* [Work request]:
In the answer, each entry below appears exactly as given, and no picture appears at all.

Saved data entries:
------------
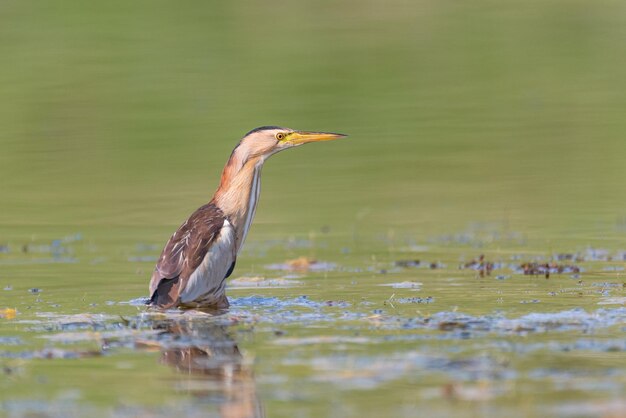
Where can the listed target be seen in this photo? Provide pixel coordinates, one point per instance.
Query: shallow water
(462, 252)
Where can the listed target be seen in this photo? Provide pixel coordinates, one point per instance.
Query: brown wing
(183, 253)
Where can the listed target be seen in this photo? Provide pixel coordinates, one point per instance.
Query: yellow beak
(302, 137)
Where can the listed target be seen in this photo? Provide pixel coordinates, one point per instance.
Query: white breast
(209, 276)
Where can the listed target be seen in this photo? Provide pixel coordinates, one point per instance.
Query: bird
(198, 258)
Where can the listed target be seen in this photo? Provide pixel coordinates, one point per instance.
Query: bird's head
(268, 140)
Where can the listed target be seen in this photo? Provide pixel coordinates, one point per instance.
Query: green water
(492, 128)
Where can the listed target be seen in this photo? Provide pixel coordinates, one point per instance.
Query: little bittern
(197, 259)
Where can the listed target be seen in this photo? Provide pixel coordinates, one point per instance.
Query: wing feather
(183, 253)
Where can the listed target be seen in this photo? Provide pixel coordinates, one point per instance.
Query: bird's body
(202, 253)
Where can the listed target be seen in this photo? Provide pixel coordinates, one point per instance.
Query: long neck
(238, 193)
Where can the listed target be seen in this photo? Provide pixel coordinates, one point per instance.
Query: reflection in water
(216, 371)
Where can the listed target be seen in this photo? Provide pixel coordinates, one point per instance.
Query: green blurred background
(489, 122)
(123, 113)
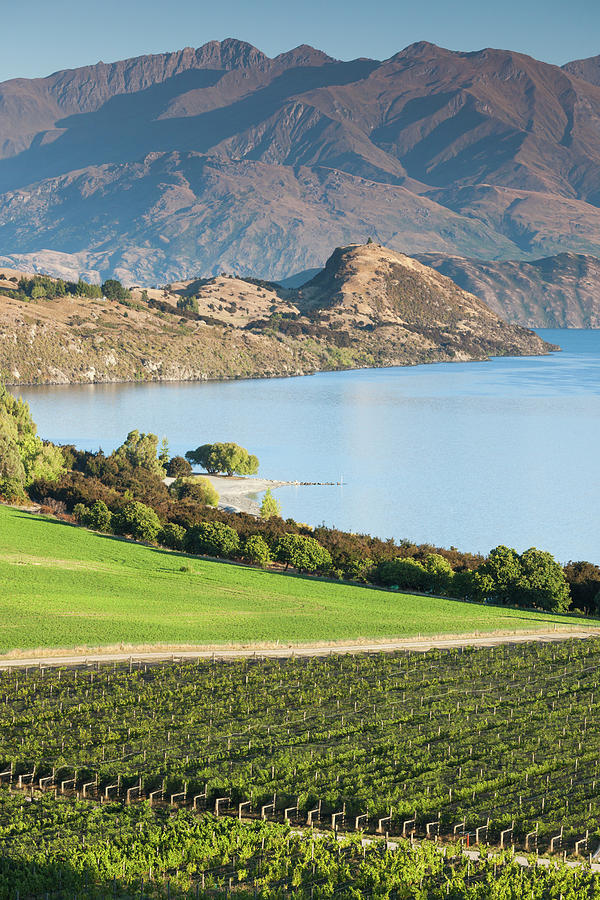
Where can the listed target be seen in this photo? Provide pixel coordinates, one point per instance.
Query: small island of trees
(228, 458)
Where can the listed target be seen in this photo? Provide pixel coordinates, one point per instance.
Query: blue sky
(39, 37)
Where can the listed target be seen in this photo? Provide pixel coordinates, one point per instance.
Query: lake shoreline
(238, 494)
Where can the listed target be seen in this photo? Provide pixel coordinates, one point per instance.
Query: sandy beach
(242, 494)
(237, 494)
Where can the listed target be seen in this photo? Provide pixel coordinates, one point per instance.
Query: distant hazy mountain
(184, 163)
(560, 291)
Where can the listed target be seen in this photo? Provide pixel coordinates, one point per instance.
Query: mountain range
(183, 164)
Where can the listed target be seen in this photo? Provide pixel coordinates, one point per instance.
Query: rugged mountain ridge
(167, 166)
(561, 291)
(369, 306)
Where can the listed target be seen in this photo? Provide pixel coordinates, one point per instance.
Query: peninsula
(368, 307)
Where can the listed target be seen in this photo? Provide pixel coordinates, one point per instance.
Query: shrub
(212, 539)
(114, 290)
(172, 536)
(303, 553)
(439, 573)
(139, 521)
(178, 466)
(408, 574)
(256, 550)
(269, 506)
(99, 517)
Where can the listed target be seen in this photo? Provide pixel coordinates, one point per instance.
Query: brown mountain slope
(586, 69)
(164, 166)
(560, 291)
(369, 307)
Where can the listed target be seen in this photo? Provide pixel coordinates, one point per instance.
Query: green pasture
(63, 587)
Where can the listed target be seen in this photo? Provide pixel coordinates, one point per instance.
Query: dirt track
(416, 644)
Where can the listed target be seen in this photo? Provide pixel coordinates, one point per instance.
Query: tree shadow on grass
(539, 617)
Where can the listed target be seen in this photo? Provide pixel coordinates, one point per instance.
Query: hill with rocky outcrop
(369, 306)
(561, 291)
(161, 167)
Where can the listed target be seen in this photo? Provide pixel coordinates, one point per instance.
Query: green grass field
(62, 586)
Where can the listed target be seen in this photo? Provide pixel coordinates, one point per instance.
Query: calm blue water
(463, 454)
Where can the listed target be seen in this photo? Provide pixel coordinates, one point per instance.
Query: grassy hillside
(62, 586)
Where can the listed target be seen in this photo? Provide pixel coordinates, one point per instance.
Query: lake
(463, 454)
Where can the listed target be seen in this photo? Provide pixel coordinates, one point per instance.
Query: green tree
(140, 450)
(139, 521)
(114, 290)
(12, 471)
(178, 466)
(163, 452)
(224, 457)
(503, 567)
(198, 489)
(543, 581)
(98, 516)
(18, 435)
(172, 536)
(302, 552)
(583, 579)
(533, 578)
(189, 304)
(256, 550)
(405, 573)
(269, 508)
(212, 539)
(439, 573)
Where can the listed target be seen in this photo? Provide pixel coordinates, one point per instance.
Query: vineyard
(61, 849)
(498, 745)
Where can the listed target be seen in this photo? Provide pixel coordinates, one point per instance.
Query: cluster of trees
(216, 539)
(224, 457)
(112, 289)
(529, 579)
(43, 287)
(188, 304)
(24, 457)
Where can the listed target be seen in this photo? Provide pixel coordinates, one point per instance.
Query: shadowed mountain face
(185, 163)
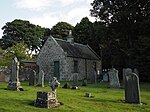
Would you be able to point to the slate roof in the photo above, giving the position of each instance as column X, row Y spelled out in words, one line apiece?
column 77, row 50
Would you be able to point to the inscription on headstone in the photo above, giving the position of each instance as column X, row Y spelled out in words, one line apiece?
column 132, row 90
column 113, row 78
column 14, row 83
column 32, row 77
column 41, row 79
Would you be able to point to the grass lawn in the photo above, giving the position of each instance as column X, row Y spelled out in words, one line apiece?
column 105, row 99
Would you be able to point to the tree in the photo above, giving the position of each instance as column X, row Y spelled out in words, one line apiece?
column 22, row 31
column 127, row 21
column 61, row 30
column 18, row 50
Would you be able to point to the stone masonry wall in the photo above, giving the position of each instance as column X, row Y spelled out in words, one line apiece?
column 50, row 52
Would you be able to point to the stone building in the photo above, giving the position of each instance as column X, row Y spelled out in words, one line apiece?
column 63, row 59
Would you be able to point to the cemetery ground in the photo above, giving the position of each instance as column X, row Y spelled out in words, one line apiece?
column 104, row 99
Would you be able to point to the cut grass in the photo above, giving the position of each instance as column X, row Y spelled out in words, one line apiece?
column 104, row 99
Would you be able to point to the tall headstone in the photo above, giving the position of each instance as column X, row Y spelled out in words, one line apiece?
------------
* [Result of this task]:
Where can the listed target be seen in this photo? Provide pixel coordinates, one point per instance.
Query: shallow water
(462, 252)
Where can the listed target be seen in this photo? Provide pixel coordinates, one point per instance.
Query: brown wing
(183, 253)
Where can the listed target be seen in this photo? Provide pixel coordinates, one point per instance.
Query: yellow beak
(302, 137)
Where can the listed target be seen in this photo? Provide pixel coordinates, one point per instance.
Query: white breast
(209, 276)
Where can the listed target be seen in this photo? Provide pixel coordinates, one point per instance.
Query: bird
(198, 258)
Where can the listed target be seen in this photo? Provide pixel coordinates, one point per instance.
Query: bird's head
(268, 140)
Where can the listed target be seen in this photo? Provide pixel coordinates, one point per instance.
Query: green water
(492, 128)
Where can the listed target be seen in this photo? Provide pixel coordinates, one point per instance.
Query: little bittern
(197, 259)
Where can the listed target be seen in this photo? Provide pixel coordinates, one point per instance.
Query: wing feather
(183, 253)
Where can the listed target be seen in this photo? Provide pixel coordinates, one point per instance.
Query: bird's body
(202, 253)
Where can the listed target be seen in this photo? Provide pixel coordinates, one point per instance.
Query: long neck
(238, 193)
Where can the listed target be seen in this photo? Provide pixel coordinates, one point per instance.
Query: reflection in water
(216, 371)
Where can the listed target be seen in this photo? Provide pixel coordinates, one point per instance.
Query: green blurred background
(489, 122)
(123, 113)
Where can the listed target be seen in this photo? Provide pixel coordinates, one point per instance.
Query: small island of trees
(228, 458)
Where can the listed target be seen in this photo? Provide pixel coordinates, one point per instance.
Query: blue sky
(39, 37)
Where can the listed target be seen in this photo? Provide pixel coordinates, one point per instance.
Query: lake shoreline
(238, 494)
Where can the listed target be seen in this photo? Provide pixel coordinates, one point per instance.
Query: sandy beach
(242, 494)
(237, 494)
Where can the listed target be seen in this photo? Provide pixel coordinates, one point per instance.
Query: distant hazy mountain
(184, 163)
(560, 291)
Where can the listed target be seen in this photo? Provide pixel coordinates, one point per instance.
Query: mountain range
(183, 164)
Where can the listed target be seen in this photo? Provide pixel coordinates, one point per instance.
Query: rugged mountain ridge
(167, 166)
(561, 291)
(369, 306)
Where can the listed target be seen in this photo? Provide pixel coordinates, one point per instance.
Query: peninsula
(368, 307)
Where can the listed target be seen in this photo? Provide pixel coordinates, one point per instance.
Query: shrub
(212, 539)
(114, 290)
(172, 536)
(303, 553)
(439, 573)
(139, 521)
(178, 466)
(408, 574)
(256, 550)
(269, 506)
(99, 517)
Where can the listed target be seen in this photo? Provide pixel coordinates, one point per instance.
Query: brown mountain slope
(586, 69)
(164, 166)
(560, 291)
(369, 307)
Where can the listed target be seen in this photo? Provide pixel coordinates, one point per instance.
Query: green pasture
(63, 587)
Where can the listed target be seen in this photo? Provide pixel coordinates, one point per instance.
Query: dirt track
(416, 644)
Where can the listed target be seen in this photo? Provide pixel coordinates, one point per instance.
Query: tree shadow on grass
(539, 617)
Where can the listed target be seen in this photo? Provide pixel coordinates, one point per instance.
Query: hill with rocky outcrop
(369, 306)
(561, 291)
(161, 167)
Where can the listed target be seen in this photo? Provide pixel coordinates, one point per instance.
Query: green grass field
(62, 586)
Where can the listed target be seen in this photo? Provide pixel coordinates, one point per instance.
Query: calm blue water
(463, 454)
Where can the listed target be seen in this photo? Provide pixel coordinates, one point per instance.
Query: grassy hillside
(62, 586)
Where can the listed target be seen in this photo? Provide pixel coordinates, one point per instance.
Query: lake
(463, 454)
Where can the listed target be seen in this photo? Provide pixel coordinates, one point per instance.
Query: green tree
(140, 450)
(139, 521)
(114, 290)
(12, 471)
(178, 466)
(163, 452)
(224, 457)
(503, 567)
(198, 489)
(543, 581)
(98, 516)
(18, 435)
(172, 536)
(302, 552)
(583, 579)
(533, 578)
(189, 304)
(256, 550)
(405, 573)
(269, 508)
(212, 539)
(439, 573)
Where can the listed target be seen in this photo? Provide pixel coordinates, one point per instance.
Query: vineyard
(61, 849)
(498, 745)
Where can the listed target be seen in this photo? Provide pixel coordinates, one point per instance.
Query: cluster of trees
(216, 539)
(224, 457)
(112, 289)
(529, 579)
(43, 287)
(188, 304)
(24, 457)
Where can the listed target be seen in this photo? Provide pixel coordinates, one point per instance.
Query: shadowed mountain face
(185, 163)
Would you be able to point to the slate roof in the photo above, giving the position of each instance as column X, row Y spelled out in words, one line apiece?
column 77, row 50
Would you be able to point to the inscription on headstone in the photo above, giving the position of each instance as column X, row Y spelled out in words, one line apiece?
column 132, row 90
column 113, row 78
column 14, row 83
column 32, row 77
column 41, row 79
Would you be able to point to the grass lawn in the photo above, giving the position of each instance as column X, row Y spelled out in words, one line apiece?
column 105, row 99
Would you be able to point to the tree in the photo above, giving the position of each instance as column X, row Y spelled out in words, one line apiece?
column 22, row 31
column 127, row 21
column 61, row 30
column 18, row 50
Would you be able to point to the stone masonry wall in the photo above, giving the position of each instance as column X, row Y spelled out in words, one line apiece?
column 50, row 52
Would you be able to point to the stone building in the photo above, giving the position of each instance as column X, row Y spelled out in words, one line apiece?
column 63, row 59
Would you be able to point to the cemetery ground in the photo above, giving the position of each instance as column X, row Y spelled out in words, one line apiece?
column 104, row 99
Would you be able to point to the cut grass in the photo above, giving the position of each instance as column X, row Y spelled out in words, one line apiece?
column 104, row 99
Would you be able to point to the tall headstone in the photo above, giving the position of each instance as column X, row Y spelled out in words, one line apiece?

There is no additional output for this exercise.